Da cosa è causato il buco dell’ozono

Il Buco dell’Ozono è causato dal rilascio di alcune sostanze inquinanti da parte dell'uomo, sia dalle attività produttive. A partire dalla seconda metà del Novecento, lo strato si è progressivamente assottigliato a causa del rilascio nell'atmosfera di alcune sostanze inquinanti come i gas clorofluorocarburi utilizzati principalmente nelle bombolette spray e negli impianti refrigeranti.

Le conseguenze del buco dell'ozono sull'uomo e l'ambiente

Lo strato di ozono assorbe quasi tutte le dannose radiazioni ultraviolette, in particolare quelle chiamate UV-B al 95% e totalmente le UV-C, ovvero quelle che recano maggiormente danno all'epidermide, ma lascia trapassare quasi totalmente i raggi UVA. Se lo strato si riduce, aumenta la quantità di radiazioni che raggiunge la superficie terrestre. Queste radiazioni in quantità minime non sono dannose, anzi sono utili: per esempio, sono importanti nella nostra formazione della vitamina D. A dosi maggiori, però, questi raggi ultravioletti possono alterare gli equilibri della biosfera del nostro pianeta e la stessa esistenza della vita come oggi la conosciamo.

Scopri di più sulle cause del riscaldamento globale

Il buco dell’ozono può avere effetti deleteri su tutta la vita di microrganismi, animali, piante; in particolare, le radiazioni non filtrate dallo strato di ozono possono incidere sulla vita delle cellule umane, creando dei melanomi sull'epidermide e tumori della pelle, spezzare la catena del codice genetico o modificare le molecole del DNA e RNA degli organismi viventi e recare danni irreversibili sulla retina dell'occhio fino alla cecitàIl buco dell’ozono può avere delle conseguenze anche dal punto di vista ambientale: i raggi solari più nocivi impediscono la fotosintesi clorofilliana, causando una minore crescita delle piante e una minore produzione del fitoplancton oceanico.

 

I rimedi per il buco dell'ozono

I rimedi principali messi in atto dall’uomo per combattere il buco dell’ozono consistono nel ridurre le emissioni di CO2 nell’atmosfera e nell’adozione di nuovi gas propellenti al posto dei clorofluorocarburi. Oggi questi gas non vengono quasi più utilizzati nella produzione industriale e sono stati sostituiti con altri, anche grazie a diversi accordi internazionali firmati tra i vari Paesi del mondo.
▬▬▬
Compito da svolgere — Puoi proseguire il testo sul buco dell'ozono riprendendo dopo la sua ultima frase?

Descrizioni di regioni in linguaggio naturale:
▬▬▬
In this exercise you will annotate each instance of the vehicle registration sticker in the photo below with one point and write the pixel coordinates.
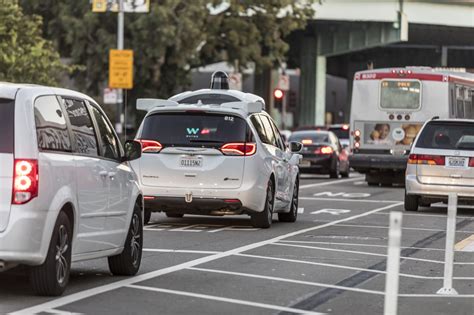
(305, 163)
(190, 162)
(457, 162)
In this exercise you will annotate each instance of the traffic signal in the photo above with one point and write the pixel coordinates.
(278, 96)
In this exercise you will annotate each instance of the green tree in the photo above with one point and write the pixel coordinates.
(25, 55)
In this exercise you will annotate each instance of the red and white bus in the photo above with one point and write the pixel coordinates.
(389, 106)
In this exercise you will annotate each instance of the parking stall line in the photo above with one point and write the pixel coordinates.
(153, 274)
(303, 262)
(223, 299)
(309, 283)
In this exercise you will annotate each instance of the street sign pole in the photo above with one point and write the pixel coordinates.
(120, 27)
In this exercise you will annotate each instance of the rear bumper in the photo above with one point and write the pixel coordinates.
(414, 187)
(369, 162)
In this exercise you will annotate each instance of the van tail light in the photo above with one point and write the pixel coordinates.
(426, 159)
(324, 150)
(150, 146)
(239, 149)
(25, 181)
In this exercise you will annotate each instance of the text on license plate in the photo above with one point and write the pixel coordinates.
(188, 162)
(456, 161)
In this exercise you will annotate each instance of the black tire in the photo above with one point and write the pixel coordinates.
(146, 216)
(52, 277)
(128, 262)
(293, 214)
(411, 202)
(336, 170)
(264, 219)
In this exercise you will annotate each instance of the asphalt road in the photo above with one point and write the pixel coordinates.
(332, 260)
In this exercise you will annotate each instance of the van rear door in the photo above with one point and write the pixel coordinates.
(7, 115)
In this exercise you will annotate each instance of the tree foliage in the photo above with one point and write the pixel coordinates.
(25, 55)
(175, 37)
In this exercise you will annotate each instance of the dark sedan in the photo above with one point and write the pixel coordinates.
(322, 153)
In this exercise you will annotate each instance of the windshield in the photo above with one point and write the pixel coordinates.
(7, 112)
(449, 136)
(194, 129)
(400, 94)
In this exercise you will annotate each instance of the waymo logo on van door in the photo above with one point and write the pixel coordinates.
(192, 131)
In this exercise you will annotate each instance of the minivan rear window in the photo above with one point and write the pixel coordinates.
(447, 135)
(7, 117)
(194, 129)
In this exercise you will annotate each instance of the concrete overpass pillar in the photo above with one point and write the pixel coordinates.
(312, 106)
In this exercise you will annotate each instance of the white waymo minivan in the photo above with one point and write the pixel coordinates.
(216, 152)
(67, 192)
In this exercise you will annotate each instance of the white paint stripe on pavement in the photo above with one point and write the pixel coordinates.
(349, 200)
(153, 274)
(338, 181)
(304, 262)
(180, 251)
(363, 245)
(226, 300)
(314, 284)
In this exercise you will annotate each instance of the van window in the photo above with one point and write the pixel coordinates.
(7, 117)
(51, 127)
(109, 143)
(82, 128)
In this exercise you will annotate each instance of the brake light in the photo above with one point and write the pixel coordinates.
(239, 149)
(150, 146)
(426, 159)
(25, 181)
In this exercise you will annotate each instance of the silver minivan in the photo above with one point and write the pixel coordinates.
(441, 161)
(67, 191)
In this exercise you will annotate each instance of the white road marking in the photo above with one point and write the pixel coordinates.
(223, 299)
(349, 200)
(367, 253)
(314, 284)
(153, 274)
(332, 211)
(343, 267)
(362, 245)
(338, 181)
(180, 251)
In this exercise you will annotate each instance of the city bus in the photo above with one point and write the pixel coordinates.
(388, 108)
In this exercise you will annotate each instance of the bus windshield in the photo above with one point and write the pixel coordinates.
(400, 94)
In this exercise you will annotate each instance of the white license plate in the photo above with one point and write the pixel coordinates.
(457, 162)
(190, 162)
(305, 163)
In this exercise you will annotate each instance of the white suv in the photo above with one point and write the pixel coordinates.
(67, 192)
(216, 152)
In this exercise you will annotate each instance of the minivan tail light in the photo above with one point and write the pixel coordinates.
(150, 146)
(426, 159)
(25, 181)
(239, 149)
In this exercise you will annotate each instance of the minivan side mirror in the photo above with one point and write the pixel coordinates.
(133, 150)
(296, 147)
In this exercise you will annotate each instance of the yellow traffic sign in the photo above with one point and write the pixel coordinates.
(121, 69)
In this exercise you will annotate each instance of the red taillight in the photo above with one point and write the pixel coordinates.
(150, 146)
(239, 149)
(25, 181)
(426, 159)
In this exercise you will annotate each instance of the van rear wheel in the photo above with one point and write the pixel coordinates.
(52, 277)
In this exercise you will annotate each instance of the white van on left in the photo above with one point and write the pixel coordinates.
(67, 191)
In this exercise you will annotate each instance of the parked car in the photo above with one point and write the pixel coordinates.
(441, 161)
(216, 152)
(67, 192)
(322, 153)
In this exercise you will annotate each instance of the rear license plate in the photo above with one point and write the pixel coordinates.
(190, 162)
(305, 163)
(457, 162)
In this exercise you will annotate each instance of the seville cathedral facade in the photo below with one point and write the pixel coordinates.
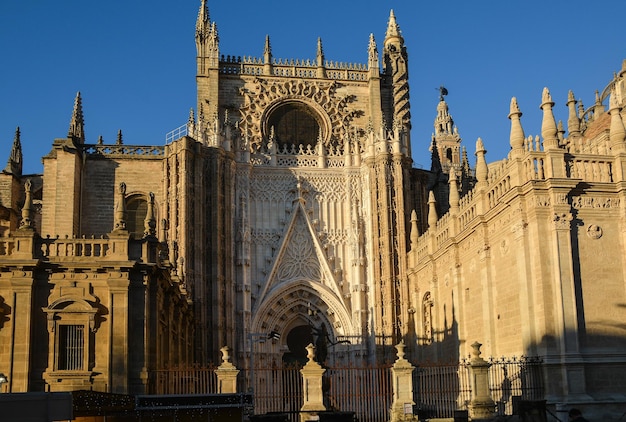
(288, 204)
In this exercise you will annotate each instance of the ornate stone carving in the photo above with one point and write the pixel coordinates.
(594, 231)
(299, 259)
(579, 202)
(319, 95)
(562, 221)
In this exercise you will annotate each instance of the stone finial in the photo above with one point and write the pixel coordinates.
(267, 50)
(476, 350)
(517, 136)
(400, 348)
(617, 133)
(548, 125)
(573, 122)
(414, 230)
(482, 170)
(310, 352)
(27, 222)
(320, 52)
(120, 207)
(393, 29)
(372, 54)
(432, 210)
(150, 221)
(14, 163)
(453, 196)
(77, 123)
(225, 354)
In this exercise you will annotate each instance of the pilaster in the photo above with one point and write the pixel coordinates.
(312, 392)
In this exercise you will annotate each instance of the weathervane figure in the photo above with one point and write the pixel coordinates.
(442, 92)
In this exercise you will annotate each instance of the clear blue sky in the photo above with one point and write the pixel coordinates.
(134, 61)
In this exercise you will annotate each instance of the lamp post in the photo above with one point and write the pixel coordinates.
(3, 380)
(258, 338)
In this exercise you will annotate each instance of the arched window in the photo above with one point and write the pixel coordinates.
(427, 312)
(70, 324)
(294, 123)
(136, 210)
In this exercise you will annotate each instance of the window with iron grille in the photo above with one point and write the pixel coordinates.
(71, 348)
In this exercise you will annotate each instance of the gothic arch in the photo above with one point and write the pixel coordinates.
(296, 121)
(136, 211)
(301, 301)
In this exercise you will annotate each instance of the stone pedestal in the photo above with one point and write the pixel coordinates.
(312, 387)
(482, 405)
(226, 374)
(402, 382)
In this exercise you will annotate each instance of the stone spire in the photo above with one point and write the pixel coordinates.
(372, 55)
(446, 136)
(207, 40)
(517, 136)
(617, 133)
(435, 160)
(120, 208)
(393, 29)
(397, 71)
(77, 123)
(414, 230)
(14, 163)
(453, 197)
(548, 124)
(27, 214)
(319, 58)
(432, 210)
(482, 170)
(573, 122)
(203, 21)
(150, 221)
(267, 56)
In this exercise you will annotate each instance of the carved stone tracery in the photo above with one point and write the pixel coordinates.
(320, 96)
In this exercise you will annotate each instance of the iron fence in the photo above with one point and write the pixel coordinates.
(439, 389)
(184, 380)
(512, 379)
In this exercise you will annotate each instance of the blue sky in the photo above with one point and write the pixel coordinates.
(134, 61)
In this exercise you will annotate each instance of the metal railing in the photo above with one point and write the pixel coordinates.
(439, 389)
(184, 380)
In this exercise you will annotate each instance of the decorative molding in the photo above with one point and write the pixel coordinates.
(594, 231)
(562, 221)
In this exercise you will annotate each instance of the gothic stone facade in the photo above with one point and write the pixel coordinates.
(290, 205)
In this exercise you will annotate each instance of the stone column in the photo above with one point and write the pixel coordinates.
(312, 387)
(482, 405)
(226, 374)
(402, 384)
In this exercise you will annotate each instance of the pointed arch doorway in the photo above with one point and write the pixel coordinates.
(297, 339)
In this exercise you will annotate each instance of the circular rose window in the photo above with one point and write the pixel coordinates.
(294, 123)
▬▬▬
Risultato —
Uno dei più importanti è il Protocollo di Montreal: firmato nel 1987 e in vigore dal 1989, con questo trattato internazionale i 196 Stati firmatari più l’Unione Europea sono impegnati nel ridurre la produzione e l'uso di quelle sostanze che minacciano lo strato di ozono, in particolare i gas clorofluorocarburi.

Anche nella vita di tutti i giorni è possibile combattere il buco dell’ozono: ad esempio basta non comprare prodotti contenenti clorofluorocarburi, ancora presente in alcuni spray, deodoranti e prodotti per la casa, e fare costante manutenzione del proprio frigo, freezer e condizionatore, i quali usano un agente chimico che può danneggiare l’ozono come il freon, un fluido refrigerante che ha cioè il compito di trasferire il calore da una sorgente calda ad una fredda.

La situazione oggi

Recenti rilevazioni portano a stimare che il buco dell’ozono si possa chiudere definitivamente entro qualche decennio; un gruppo di esperti sostenuto dalle Nazioni Unite, infatti, ha presentato recentemente un rapporto di valutazione scientifica sul consumo dell’ozono, secondo le cui previsioni il buco nell'ozono potrebbe chiudersi tra il 2045 e il 2066.

L’analisi delle Nazioni Unite conferma che l’eliminazione graduale di quasi il 99% delle sostanze che riducono lo strato di ozono è riuscita a contrastare il buco che si era creato nella seconda metà del secolo scorso.

Se le misure adottate a livello internazionale continueranno ad essere attuate, gli esperti stimano che entro il 2040 lo strato di ozono dovrebbe tornare ai valori del 1980 in gran parte del mondo. Il buco dovrebbe chiudersi più tardi sui Poli, in particolare entro il 2045 sopra l’Artico ed entro il 2066 sopra l’Antartide.